* _Text extract_:

_ _ _ _ _ _ _

Kinematics | Physics | Welch Teaching & Coaching Website

How to Use This Page

Core Idea

Kinematics is not a list of equations. It is the process of building a mathematical model of position, velocity, and acceleration.

Use vectors to describe direction.
Use derivatives to describe rates of change.
Use integrals to accumulate motion.
Use data to test the model.

What students should be able to do

By the end of this unit, students should be able to represent motion with words, diagrams, vectors, graphs, equations, and data. The goal is to move between those representations without losing physical meaning.

AP Physics C focus

Every equation in this unit can be understood through derivatives or integrals. Algebraic kinematics is useful, but AP Physics C requires students to understand where the relationships come from.

Common mistake: Students often choose an equation before identifying the physical situation. Start with a sketch, coordinate system, known variables, unknown variable, and direction convention.

_ _ _ _ _ _ _

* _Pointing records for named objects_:
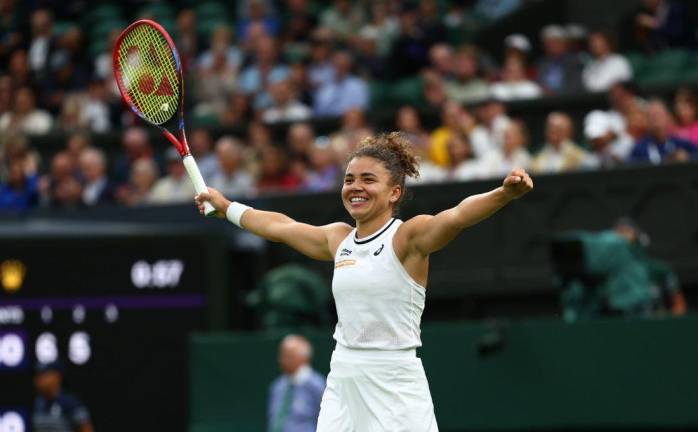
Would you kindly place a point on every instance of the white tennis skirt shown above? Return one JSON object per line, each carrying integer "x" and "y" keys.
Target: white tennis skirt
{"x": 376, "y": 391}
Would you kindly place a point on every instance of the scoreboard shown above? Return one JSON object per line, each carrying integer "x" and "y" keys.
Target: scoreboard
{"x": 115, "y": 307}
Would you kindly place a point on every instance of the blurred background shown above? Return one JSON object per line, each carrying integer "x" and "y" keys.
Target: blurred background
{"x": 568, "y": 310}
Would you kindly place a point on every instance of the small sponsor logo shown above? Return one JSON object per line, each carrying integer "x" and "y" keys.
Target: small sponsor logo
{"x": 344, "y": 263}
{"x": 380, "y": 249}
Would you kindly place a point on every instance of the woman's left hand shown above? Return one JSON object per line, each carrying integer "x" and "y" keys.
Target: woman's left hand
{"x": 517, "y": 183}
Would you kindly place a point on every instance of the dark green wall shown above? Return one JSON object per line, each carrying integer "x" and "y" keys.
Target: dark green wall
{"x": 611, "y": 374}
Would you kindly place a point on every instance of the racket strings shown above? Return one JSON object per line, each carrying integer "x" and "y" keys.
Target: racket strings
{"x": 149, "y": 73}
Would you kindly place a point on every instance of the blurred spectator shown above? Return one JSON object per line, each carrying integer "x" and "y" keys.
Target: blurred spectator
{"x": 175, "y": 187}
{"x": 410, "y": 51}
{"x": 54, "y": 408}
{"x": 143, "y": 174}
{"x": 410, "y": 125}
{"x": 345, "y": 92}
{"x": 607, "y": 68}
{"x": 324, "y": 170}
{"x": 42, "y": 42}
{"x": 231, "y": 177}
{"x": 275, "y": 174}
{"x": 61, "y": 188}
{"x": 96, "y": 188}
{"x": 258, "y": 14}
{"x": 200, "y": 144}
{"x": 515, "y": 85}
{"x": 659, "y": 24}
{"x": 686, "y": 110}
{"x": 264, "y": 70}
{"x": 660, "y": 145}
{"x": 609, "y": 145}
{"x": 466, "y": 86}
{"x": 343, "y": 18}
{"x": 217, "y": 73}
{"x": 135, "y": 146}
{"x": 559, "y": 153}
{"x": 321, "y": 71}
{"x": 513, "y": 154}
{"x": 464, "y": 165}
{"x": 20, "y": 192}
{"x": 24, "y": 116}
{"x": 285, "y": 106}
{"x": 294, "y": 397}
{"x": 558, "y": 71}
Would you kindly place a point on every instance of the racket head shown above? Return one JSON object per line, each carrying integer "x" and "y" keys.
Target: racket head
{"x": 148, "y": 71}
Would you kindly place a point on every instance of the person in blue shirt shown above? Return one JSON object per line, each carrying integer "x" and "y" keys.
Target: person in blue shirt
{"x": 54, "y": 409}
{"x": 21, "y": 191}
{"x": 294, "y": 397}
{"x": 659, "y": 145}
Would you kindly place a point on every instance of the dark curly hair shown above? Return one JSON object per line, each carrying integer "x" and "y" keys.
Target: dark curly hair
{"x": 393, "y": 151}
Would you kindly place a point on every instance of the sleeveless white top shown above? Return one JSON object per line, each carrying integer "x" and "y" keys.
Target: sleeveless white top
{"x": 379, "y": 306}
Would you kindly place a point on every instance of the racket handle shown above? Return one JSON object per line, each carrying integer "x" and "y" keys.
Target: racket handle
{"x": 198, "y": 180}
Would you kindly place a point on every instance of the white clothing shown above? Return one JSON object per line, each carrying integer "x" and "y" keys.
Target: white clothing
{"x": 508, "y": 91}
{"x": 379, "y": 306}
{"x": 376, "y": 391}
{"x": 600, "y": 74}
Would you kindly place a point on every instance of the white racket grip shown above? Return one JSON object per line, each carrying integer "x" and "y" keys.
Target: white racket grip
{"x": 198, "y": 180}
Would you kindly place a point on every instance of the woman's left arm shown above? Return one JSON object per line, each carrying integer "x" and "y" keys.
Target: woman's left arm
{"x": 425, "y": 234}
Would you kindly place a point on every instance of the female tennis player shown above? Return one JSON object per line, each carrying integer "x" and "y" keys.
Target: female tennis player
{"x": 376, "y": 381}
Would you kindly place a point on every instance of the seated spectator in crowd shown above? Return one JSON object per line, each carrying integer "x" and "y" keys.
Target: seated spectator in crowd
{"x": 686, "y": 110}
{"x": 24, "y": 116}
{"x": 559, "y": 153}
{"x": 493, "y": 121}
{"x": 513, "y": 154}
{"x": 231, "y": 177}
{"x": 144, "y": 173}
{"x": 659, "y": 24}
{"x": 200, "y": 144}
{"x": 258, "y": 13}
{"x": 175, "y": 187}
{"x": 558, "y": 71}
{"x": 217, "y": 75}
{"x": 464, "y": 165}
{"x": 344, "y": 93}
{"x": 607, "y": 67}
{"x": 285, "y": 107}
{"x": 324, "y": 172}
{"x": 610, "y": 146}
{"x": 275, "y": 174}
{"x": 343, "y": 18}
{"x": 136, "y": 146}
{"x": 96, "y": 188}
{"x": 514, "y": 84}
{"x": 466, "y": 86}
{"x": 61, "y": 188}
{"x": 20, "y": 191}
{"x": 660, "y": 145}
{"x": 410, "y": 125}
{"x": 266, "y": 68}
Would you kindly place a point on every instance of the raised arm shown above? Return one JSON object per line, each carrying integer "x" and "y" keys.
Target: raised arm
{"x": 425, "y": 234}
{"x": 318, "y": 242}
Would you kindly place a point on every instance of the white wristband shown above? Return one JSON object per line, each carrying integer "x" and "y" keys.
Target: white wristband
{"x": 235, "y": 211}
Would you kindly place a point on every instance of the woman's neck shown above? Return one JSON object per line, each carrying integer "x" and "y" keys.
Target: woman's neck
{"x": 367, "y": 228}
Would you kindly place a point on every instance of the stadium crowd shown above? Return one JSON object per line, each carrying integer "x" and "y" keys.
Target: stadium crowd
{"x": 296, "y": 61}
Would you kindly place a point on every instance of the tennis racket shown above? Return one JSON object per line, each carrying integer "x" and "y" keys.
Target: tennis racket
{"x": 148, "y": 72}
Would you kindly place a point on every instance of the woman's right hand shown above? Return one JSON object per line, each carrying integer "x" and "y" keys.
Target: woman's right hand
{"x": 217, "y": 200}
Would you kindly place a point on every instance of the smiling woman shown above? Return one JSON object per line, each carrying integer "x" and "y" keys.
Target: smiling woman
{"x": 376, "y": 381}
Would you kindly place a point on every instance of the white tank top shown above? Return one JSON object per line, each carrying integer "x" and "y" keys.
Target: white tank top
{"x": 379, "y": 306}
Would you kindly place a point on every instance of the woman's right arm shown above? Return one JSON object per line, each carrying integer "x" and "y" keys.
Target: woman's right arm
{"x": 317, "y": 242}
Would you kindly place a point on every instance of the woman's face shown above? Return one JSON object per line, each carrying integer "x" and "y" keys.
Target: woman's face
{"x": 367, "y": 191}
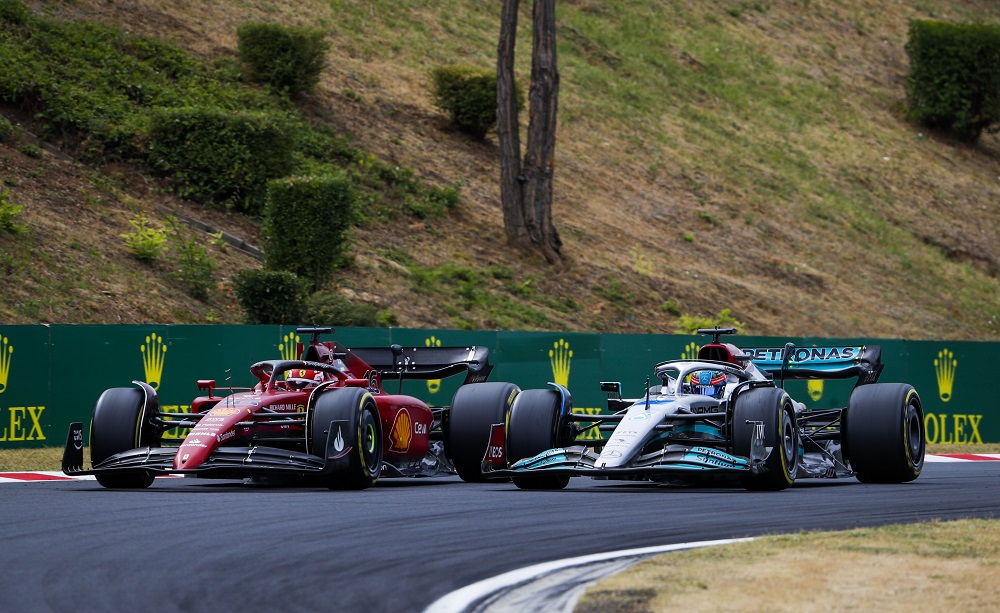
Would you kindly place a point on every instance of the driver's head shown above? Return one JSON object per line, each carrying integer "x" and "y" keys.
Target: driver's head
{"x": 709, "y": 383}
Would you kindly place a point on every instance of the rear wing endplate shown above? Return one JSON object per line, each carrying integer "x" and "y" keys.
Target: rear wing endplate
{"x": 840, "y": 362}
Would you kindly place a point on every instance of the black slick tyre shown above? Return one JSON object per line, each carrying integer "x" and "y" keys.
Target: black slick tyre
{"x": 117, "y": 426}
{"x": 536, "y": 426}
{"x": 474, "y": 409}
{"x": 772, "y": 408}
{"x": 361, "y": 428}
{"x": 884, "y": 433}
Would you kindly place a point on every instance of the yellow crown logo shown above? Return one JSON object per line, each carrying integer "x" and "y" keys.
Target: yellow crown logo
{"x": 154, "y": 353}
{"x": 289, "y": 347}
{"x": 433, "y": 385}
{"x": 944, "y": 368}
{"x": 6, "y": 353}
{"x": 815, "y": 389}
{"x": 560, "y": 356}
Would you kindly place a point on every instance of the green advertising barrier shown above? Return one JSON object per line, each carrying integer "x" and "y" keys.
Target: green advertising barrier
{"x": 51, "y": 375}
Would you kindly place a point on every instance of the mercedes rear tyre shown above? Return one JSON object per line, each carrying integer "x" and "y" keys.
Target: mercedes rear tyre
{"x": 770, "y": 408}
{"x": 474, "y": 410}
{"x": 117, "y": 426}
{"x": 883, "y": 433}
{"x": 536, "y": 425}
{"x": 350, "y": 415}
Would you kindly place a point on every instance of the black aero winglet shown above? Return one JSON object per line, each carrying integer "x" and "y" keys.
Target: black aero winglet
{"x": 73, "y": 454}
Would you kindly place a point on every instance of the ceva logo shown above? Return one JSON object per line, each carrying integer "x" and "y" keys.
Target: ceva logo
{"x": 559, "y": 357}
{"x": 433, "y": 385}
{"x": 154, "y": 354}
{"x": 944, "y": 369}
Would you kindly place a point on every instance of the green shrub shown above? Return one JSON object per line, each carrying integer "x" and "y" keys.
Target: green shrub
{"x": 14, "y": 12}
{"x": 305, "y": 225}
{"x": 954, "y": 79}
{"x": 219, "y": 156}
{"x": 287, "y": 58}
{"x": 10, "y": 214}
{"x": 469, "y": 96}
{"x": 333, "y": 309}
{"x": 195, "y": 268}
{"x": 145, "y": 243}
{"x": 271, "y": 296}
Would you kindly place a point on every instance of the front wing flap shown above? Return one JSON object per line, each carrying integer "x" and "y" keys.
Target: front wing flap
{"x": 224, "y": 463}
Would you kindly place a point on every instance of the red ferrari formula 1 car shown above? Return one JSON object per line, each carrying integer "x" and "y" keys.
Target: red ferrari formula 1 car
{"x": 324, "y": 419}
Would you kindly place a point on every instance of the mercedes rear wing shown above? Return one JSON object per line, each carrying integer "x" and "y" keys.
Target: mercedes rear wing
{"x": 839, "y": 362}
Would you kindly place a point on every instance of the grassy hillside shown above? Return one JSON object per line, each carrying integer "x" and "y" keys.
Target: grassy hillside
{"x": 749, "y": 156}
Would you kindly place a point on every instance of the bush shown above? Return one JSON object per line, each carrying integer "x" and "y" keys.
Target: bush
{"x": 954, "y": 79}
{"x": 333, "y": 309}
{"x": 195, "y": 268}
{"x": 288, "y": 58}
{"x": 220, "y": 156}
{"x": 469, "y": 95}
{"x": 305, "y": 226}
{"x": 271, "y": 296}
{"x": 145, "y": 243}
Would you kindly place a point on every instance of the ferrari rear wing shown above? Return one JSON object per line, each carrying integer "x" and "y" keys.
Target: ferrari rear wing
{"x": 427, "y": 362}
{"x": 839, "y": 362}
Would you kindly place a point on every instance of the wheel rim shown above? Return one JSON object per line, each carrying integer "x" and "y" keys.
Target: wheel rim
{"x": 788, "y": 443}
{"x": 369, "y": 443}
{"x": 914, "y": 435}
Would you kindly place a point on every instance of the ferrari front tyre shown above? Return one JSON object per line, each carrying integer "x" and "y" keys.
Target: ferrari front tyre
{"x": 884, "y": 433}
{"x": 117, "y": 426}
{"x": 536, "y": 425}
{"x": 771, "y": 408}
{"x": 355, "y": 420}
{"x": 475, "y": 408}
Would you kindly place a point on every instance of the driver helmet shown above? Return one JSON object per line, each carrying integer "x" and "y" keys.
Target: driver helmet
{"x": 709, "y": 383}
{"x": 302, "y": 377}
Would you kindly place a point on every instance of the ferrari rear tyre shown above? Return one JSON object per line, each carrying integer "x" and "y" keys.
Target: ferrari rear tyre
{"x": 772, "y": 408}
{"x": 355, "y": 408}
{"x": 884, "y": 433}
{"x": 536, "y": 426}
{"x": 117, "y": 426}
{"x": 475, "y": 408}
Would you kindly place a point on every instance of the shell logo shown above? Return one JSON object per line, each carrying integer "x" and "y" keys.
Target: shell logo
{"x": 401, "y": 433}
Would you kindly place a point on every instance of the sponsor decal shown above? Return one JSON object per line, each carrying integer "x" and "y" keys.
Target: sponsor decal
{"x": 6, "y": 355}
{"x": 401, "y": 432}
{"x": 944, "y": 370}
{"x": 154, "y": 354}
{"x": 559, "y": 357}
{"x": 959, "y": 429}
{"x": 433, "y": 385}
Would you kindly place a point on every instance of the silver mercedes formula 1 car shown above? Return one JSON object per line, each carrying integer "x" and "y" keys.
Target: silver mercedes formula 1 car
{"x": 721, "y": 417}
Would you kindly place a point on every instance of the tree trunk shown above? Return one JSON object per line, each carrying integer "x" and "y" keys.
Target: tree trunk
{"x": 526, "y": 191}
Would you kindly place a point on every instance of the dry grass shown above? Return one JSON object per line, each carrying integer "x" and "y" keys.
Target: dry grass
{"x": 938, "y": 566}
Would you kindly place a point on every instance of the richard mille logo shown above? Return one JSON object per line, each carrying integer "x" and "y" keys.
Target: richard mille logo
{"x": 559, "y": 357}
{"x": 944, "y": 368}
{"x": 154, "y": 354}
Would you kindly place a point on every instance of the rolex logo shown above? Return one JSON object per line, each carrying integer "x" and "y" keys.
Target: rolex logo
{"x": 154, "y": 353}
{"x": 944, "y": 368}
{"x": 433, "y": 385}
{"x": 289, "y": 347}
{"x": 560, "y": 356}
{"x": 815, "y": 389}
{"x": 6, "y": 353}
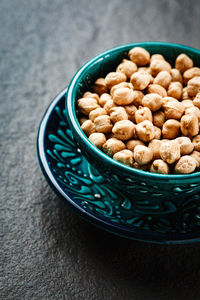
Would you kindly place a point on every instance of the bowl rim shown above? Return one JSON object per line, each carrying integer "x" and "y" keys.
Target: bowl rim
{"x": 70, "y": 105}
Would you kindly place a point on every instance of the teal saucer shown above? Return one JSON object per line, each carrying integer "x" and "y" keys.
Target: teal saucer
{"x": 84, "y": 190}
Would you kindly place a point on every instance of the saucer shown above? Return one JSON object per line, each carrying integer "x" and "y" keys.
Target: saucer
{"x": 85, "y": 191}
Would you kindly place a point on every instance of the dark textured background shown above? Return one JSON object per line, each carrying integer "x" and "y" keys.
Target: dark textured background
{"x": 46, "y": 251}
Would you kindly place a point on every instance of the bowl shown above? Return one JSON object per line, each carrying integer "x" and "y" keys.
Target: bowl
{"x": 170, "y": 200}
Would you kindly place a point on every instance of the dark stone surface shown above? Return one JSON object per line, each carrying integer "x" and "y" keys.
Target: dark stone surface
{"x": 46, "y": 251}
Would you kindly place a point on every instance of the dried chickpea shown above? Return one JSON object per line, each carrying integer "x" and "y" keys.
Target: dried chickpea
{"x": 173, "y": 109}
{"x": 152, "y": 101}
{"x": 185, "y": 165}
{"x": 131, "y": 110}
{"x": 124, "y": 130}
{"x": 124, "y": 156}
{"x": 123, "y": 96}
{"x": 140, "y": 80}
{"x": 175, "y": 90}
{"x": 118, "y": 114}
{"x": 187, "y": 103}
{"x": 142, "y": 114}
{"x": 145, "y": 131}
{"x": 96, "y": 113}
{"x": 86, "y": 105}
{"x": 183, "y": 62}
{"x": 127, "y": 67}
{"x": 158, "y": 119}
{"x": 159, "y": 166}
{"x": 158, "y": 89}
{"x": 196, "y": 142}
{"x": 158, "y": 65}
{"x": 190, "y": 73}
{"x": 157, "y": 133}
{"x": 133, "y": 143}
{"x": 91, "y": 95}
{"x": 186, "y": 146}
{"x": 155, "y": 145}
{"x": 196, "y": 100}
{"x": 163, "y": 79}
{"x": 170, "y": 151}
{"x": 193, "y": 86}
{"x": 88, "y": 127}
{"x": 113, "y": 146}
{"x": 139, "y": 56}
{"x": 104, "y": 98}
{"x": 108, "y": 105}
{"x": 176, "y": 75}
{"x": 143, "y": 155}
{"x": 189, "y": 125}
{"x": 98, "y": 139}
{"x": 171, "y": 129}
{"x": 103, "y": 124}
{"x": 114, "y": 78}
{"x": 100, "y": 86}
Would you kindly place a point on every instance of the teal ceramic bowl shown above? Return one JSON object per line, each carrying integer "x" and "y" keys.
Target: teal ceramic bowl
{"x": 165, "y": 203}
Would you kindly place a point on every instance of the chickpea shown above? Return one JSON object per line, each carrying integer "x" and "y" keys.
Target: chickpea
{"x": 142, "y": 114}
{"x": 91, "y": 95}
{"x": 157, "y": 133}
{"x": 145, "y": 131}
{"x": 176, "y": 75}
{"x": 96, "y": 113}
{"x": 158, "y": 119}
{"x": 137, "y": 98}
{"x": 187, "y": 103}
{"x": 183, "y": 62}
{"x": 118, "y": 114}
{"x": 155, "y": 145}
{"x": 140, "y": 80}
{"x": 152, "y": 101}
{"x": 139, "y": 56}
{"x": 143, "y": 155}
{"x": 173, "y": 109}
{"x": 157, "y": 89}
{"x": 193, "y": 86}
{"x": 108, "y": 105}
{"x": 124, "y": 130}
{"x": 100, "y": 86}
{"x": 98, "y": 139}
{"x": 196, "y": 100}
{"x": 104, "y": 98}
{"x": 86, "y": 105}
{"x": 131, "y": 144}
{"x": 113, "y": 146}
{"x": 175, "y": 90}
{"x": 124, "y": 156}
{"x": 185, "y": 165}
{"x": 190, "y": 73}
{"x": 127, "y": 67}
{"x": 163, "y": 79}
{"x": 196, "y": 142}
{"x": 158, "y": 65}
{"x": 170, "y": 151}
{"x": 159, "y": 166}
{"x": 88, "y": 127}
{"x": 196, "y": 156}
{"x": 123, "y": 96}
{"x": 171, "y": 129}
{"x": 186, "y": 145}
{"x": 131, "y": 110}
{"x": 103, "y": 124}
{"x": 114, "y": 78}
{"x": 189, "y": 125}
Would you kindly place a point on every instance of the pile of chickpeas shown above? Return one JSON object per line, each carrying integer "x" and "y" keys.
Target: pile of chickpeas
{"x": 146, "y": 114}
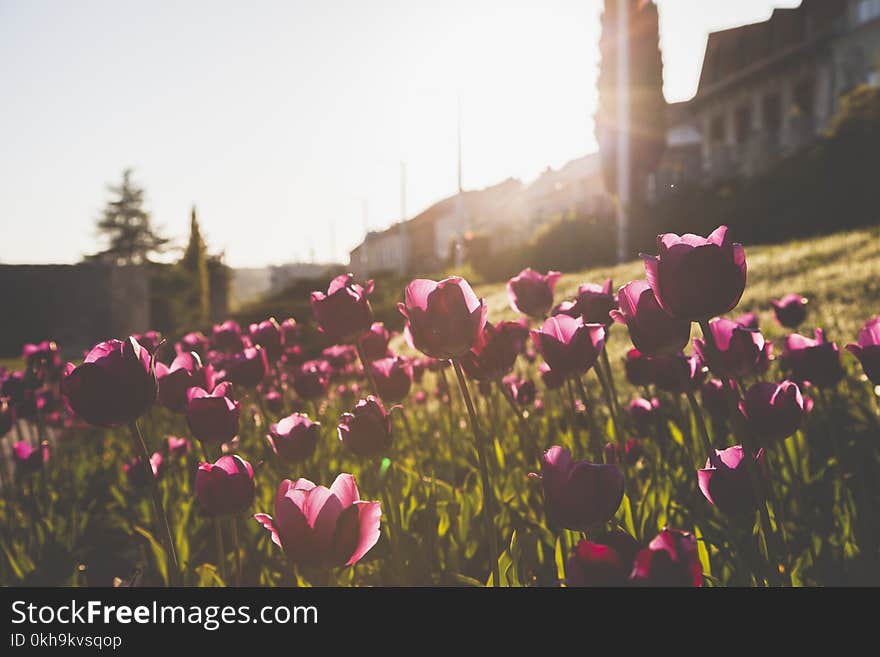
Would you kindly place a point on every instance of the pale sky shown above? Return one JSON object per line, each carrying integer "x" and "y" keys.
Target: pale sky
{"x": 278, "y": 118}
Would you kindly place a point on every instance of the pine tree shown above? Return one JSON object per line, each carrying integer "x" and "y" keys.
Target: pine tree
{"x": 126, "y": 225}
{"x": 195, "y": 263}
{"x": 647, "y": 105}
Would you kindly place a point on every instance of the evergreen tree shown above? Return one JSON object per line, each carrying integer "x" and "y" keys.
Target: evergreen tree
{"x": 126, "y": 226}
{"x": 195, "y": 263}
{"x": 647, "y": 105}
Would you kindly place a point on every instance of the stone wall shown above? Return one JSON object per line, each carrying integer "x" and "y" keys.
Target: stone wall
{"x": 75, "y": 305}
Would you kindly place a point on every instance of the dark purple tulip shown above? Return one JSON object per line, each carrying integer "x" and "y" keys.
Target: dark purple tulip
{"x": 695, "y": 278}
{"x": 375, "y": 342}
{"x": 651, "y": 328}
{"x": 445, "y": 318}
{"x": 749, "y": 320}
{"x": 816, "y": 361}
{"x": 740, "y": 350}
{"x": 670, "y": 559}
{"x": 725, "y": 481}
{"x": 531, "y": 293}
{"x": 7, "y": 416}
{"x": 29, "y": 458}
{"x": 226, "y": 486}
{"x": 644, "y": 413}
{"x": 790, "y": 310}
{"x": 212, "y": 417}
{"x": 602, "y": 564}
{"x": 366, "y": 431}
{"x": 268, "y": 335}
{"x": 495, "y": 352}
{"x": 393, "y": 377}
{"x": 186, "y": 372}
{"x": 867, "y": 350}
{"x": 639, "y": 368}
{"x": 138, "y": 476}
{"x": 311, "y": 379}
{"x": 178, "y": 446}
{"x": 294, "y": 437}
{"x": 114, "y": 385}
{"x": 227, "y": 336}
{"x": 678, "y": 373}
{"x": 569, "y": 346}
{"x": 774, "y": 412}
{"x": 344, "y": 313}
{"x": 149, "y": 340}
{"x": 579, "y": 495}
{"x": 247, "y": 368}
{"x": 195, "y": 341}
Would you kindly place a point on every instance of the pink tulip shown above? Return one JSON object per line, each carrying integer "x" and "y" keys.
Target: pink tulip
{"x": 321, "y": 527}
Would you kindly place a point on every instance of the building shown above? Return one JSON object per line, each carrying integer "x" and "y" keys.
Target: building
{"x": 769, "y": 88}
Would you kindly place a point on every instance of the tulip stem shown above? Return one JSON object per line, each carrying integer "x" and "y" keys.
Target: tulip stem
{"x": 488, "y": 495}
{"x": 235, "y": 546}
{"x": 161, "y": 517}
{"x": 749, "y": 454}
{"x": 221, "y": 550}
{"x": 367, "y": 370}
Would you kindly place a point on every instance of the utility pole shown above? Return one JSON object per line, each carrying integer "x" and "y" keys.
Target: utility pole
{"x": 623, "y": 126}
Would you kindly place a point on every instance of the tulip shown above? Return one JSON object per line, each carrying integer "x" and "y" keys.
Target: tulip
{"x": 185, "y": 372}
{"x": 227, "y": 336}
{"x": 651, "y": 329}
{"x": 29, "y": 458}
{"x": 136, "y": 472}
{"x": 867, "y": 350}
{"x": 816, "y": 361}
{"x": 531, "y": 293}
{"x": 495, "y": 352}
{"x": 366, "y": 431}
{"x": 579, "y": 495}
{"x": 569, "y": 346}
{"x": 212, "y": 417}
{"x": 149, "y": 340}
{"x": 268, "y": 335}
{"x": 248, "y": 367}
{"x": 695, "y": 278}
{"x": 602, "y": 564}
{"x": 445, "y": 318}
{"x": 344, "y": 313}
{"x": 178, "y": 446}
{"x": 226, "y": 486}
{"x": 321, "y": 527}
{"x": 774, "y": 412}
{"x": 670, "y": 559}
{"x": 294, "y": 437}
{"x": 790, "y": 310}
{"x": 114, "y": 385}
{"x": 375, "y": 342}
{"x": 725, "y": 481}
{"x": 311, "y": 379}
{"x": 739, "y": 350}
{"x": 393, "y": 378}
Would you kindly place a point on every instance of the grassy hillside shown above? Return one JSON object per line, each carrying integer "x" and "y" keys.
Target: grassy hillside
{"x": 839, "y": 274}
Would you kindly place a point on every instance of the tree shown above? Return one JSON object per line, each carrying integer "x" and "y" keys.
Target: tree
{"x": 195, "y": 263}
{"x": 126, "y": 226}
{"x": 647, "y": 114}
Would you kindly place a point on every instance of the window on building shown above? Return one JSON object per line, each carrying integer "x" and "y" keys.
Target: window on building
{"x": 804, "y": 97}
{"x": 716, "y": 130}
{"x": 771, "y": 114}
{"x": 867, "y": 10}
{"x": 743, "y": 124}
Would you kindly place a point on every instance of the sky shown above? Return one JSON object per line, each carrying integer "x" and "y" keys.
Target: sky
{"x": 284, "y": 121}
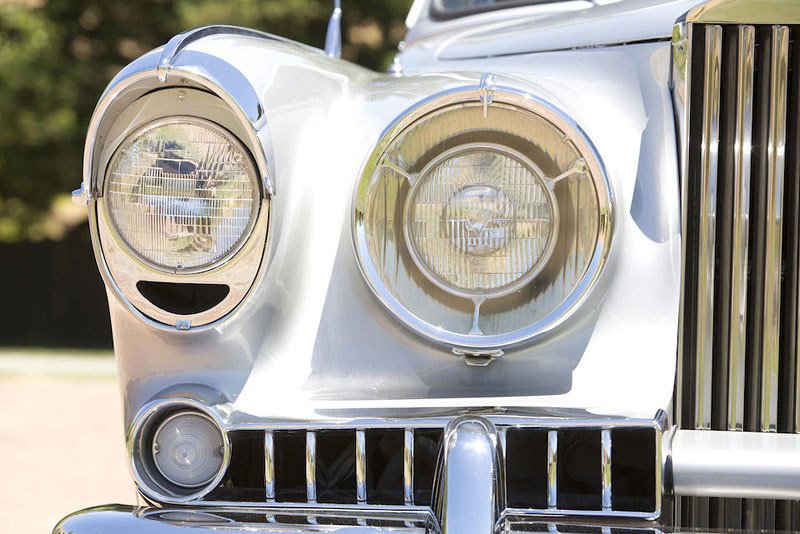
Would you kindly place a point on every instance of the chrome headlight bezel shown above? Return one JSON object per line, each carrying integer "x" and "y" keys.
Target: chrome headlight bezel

_ _ _ _ _ _ _

* _Objectives_:
• A. Rewrite the paragraph of the kinematics page that begins "By the end of this unit" as a short list, keeping its main facts.
• B. Continue the kinematics page, starting after its last sentence.

* _In response_:
• A.
- By the end of the unit, students should represent motion with:
  - words
  - diagrams
  - vectors
  - graphs
  - equations
  - data
- Goal: move between these representations without losing physical meaning.

• B.
General Problem-Solving Method

Draw the situation before doing algebra.
Choose a coordinate system and define positive direction.
Write position, velocity, and acceleration as components when needed.
Separate motion into independent directions.
Choose equations based on missing and known variables.
Check whether the sign, units, and magnitude of the answer make sense.

1. Lab Skills and Experimental Language

Even when the unit is not centered on a formal lab, kinematics should be taught as experimental modeling. Motion is observed, measured, graphed, fit with functions, and compared to theory.

Accuracy

How close a measured or calculated value is to the accepted or theoretical value.

Precision

How repeatable measurements are. A measurement can be precise but not accurate if the method has systematic bias.

Random Error

Scatter caused by timing variation, reading uncertainty, or small uncontrolled differences from trial to trial.

Systematic Error

A consistent shift in one direction, often caused by calibration, an incorrect starting point, or a biased procedure.

Percent Error

\[\%\text{ error}=\left|\dfrac{\text{experimental}-\text{accepted}}{\text{accepted}}\right|\times 100\%\]

Standard Deviation

A measure of spread in repeated data. In kinematics, it is useful when comparing many timing or distance trials.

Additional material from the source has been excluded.